Material for the task: Begin

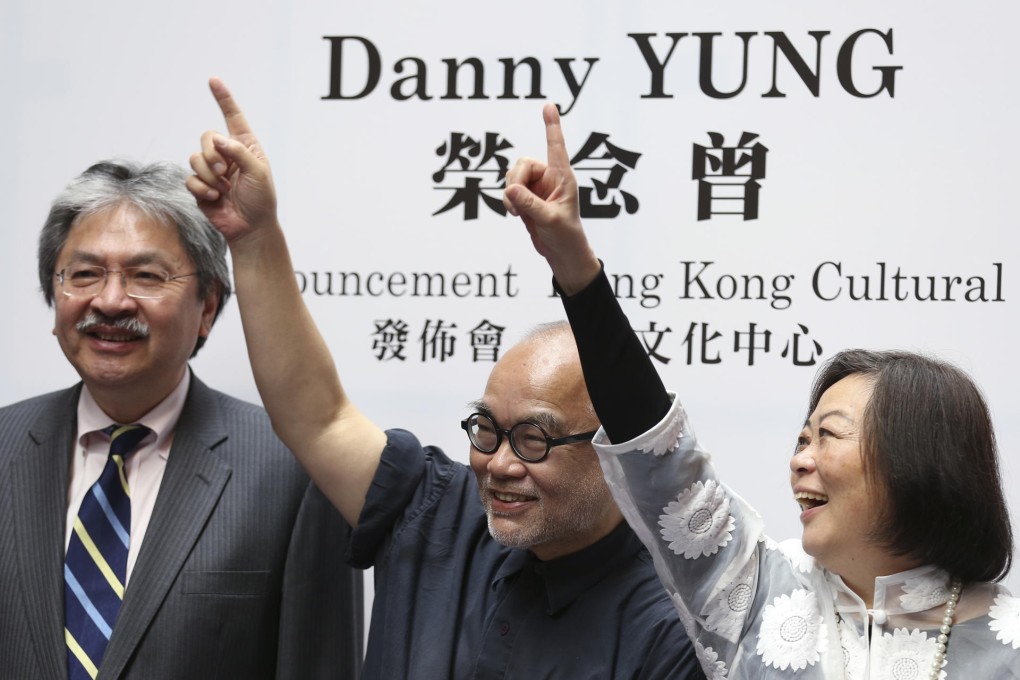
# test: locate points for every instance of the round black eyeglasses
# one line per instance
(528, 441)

Material for the task: End
Material for the task: Begin

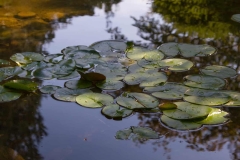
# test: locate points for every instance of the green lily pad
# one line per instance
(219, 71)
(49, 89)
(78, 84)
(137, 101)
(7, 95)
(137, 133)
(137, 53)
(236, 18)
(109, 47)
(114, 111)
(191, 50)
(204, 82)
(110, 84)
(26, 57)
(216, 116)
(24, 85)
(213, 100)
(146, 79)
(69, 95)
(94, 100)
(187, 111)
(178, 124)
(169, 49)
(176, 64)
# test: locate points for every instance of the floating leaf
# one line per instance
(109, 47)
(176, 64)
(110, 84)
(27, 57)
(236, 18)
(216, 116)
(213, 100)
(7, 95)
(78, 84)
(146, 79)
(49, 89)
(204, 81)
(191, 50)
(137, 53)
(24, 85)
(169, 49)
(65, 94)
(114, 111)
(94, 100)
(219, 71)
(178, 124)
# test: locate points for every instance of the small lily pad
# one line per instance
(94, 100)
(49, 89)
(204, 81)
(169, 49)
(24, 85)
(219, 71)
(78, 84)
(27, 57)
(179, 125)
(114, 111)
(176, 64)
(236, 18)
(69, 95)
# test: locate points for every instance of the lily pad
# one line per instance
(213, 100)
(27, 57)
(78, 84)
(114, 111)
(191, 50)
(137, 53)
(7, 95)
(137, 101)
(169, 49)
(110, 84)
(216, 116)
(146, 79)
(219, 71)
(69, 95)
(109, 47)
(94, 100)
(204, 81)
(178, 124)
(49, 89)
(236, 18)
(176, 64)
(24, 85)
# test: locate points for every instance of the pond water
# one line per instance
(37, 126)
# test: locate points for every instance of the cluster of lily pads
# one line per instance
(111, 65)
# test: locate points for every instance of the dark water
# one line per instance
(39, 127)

Material for the task: End
Material for the task: Begin

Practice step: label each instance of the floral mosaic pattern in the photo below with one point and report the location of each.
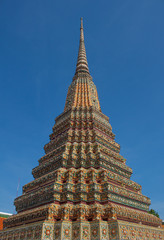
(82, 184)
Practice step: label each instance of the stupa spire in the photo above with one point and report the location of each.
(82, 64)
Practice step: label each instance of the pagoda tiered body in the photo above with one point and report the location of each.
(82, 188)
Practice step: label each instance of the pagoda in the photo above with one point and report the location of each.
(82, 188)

Material for the task: End

### Task description
Pick out each line in the material containing "lily".

### Answer box
# test: locate points for every instance of the green lily pad
# test: locate points for every instance of the small lily pad
# test: locate points for every instance of the lily pad
# test: locate points for every instance of the cluster of lily pads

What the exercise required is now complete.